+++ READING PASSAGE

THE Ordinary of NEWGATE his ACCOUNT Of the Behaviour, Confessions, and Last Dying Words of the Malefactors that were Executed at Tyburn, on Monday the 21st of May, 1722.
AT the Sessions of Oyer and Terminer, and Goal Delivery of Newgate, which began on the 10th of April last, were Convicted of Capital Offences, eight Men and one Woman, viz. Je. Rand, R. Whittnigham, T. Smith, J. Hawkins, G. Simpson, J. Booty, L. Hendry, J. Macpherson, Mary Hambleton, alias Brean. The three last of these Receiving His Majesty's Gracious Reprivee, on Condition of being Transported, among the other Convicts, to America. The five remaining ordered for Execution, agreeable to the Sentence pass'd upon them.
As all these miserable Men seem'd perfectly desirous of attoning (in some measure) for the Badness of their Lives by the Goodness of their Deaths, they had oft-times publick Prayers four times a Day; and the best Instructions that could be given them by several Clergy Men, who, as well as my self attended the Malefactors at my Request.
Immediately after their Condemnation I endeavour'd to instruct them, from the following Words, Job 4. Verses 7, and 8.
Remember I pray thee, who ever perished being Innocent? or where were the Righteous cut off?
Even as I have seen, they that plow Iniquity, and sow Wickedness reap the same.
From which Words the Reasonableness of humble Patience, and Resignation to the Will of Providence, were considered; as for other Causes, so, in particular, because, who looks into his own Heart will find more or less Iniquity sowed there, an ample Reason for his reaping the same; and Providence has sometimes made them escape from one Sin, and brought 'em to Death thro' some other Matter which they knew not, nor thought of.
Afterwards we endeavour'd to convince them, and others, of the natural Consequence of Sin, tho' the vicious Liver may gayly spread his Leaves like a green Bay-Tree, enjoy the Delicies of Nature, regale in the glitter of leud Delights, yet a damping Blast will soon arrive and
nip the Blosom in its fairest Perfection; since Sin leads to Ruin, as Rivers run into the Sea; from Prov. 1. Verse 17, and 18, &c.

++++++
+++ DATASET EXTRACT

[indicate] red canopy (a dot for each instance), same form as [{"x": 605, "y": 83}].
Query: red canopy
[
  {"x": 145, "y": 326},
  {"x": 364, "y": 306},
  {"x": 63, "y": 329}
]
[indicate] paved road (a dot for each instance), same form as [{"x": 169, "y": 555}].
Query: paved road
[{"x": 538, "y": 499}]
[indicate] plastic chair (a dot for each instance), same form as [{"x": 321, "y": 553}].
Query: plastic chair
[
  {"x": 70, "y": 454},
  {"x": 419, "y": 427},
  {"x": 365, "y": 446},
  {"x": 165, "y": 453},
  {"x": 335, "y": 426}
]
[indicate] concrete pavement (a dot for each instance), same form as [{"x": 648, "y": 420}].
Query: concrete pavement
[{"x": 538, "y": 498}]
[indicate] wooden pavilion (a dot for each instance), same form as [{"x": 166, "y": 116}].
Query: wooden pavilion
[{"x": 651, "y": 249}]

++++++

_GIVEN PROBLEM 1_
Answer these questions from the Ordinary's account.
(a) On what date were the malefactors executed at Tyburn?
(b) How many men and how many women were convicted of capital offences at the Sessions?
(c) How many times a day were public prayers held for the condemned?
_GIVEN PROBLEM 2_
Decide whether each statement agrees with the Ordinary's account, and support each answer with the deciding words from it.
(a) The Sessions of Oyer and Terminer began on the 10th of April.
(b) Three of the convicts were reprieved on condition of being transported to America.
(c) The Ordinary attended the malefactors without the help of any other clergy.
_GIVEN PROBLEM 3_
Output the part of the Ordinary's account between "Remember I pray" and "reap the same.", inclusive.

_TASK RESULT 1_
(a) Monday the 21st of May, 1722.
(b) Eight men and one woman.
(c) Four times a day.

_TASK RESULT 2_
(a) Yes: "which began on the 10th of April last"
(b) Yes: "The three last of these Receiving His Majesty's Gracious Reprivee, on Condition of being Transported, among the other Convicts, to America."
(c) No: "the best Instructions that could be given them by several Clergy Men, who, as well as my self attended the Malefactors at my Request."

_TASK RESULT 3_
Remember I pray thee, who ever perished being Innocent? or where were the Righteous cut off?
Even as I have seen, they that plow Iniquity, and sow Wickedness reap the same.